▸ Task statement:
Using the material below, set down only the line containing "rough mask: <svg" and the lines after it, unchanged.

* * * * *

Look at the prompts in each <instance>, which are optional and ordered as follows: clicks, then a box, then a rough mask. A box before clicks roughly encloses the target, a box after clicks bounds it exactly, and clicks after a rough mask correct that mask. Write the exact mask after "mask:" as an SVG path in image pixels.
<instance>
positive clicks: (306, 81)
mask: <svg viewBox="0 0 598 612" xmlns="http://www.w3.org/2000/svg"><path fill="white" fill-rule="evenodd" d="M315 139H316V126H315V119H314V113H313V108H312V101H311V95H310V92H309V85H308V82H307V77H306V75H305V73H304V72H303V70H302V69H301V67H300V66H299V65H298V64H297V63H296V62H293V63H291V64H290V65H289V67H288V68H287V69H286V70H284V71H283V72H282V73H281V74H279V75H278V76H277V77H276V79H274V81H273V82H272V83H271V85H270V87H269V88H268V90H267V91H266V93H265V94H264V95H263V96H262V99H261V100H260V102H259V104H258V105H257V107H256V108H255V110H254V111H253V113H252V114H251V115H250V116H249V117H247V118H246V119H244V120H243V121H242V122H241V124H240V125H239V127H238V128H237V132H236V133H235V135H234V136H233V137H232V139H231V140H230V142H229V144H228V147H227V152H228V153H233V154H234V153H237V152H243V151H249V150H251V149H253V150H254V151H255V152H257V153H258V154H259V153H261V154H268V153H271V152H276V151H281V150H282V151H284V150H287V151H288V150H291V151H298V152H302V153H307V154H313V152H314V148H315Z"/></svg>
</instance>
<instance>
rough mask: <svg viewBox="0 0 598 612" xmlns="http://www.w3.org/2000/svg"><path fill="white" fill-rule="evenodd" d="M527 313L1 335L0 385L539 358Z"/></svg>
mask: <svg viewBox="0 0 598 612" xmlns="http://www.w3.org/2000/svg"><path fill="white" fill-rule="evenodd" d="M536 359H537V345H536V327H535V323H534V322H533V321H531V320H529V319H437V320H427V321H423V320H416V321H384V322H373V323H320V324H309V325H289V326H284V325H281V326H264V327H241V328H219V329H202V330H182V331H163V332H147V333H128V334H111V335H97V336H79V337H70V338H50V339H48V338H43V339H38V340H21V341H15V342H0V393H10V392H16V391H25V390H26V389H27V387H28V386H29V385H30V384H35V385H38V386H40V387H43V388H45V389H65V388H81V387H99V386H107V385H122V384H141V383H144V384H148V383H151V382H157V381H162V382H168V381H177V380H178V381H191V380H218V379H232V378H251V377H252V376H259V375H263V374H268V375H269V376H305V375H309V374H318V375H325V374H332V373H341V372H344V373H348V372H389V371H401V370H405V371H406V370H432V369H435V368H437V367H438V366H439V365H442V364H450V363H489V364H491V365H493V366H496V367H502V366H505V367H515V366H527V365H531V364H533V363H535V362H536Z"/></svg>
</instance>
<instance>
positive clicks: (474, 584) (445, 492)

* * * * *

▸ Your solution:
rough mask: <svg viewBox="0 0 598 612" xmlns="http://www.w3.org/2000/svg"><path fill="white" fill-rule="evenodd" d="M527 313L1 335L0 385L539 358Z"/></svg>
mask: <svg viewBox="0 0 598 612" xmlns="http://www.w3.org/2000/svg"><path fill="white" fill-rule="evenodd" d="M536 359H537V345H536V327H535V323H534V322H533V321H531V320H529V319H437V320H427V321H423V320H416V321H384V322H373V323H320V324H309V325H289V326H284V325H281V326H264V327H241V328H219V329H202V330H182V331H163V332H147V333H128V334H111V335H97V336H79V337H70V338H50V339H48V338H43V339H38V340H21V341H15V342H0V393H10V392H16V391H25V390H26V389H27V387H28V386H29V385H30V384H35V385H38V386H40V387H43V388H45V389H65V388H81V387H99V386H107V385H122V384H141V383H144V384H148V383H151V382H157V381H162V382H168V381H177V380H178V381H191V380H218V379H232V378H251V377H252V376H259V375H263V374H268V375H269V376H305V375H309V374H318V375H325V374H332V373H341V372H344V373H348V372H389V371H401V370H405V371H406V370H432V369H435V368H437V367H438V366H439V365H442V364H450V363H489V364H491V365H493V366H496V367H502V366H505V367H515V366H527V365H531V364H533V363H535V362H536Z"/></svg>
</instance>
<instance>
positive clicks: (474, 584) (445, 492)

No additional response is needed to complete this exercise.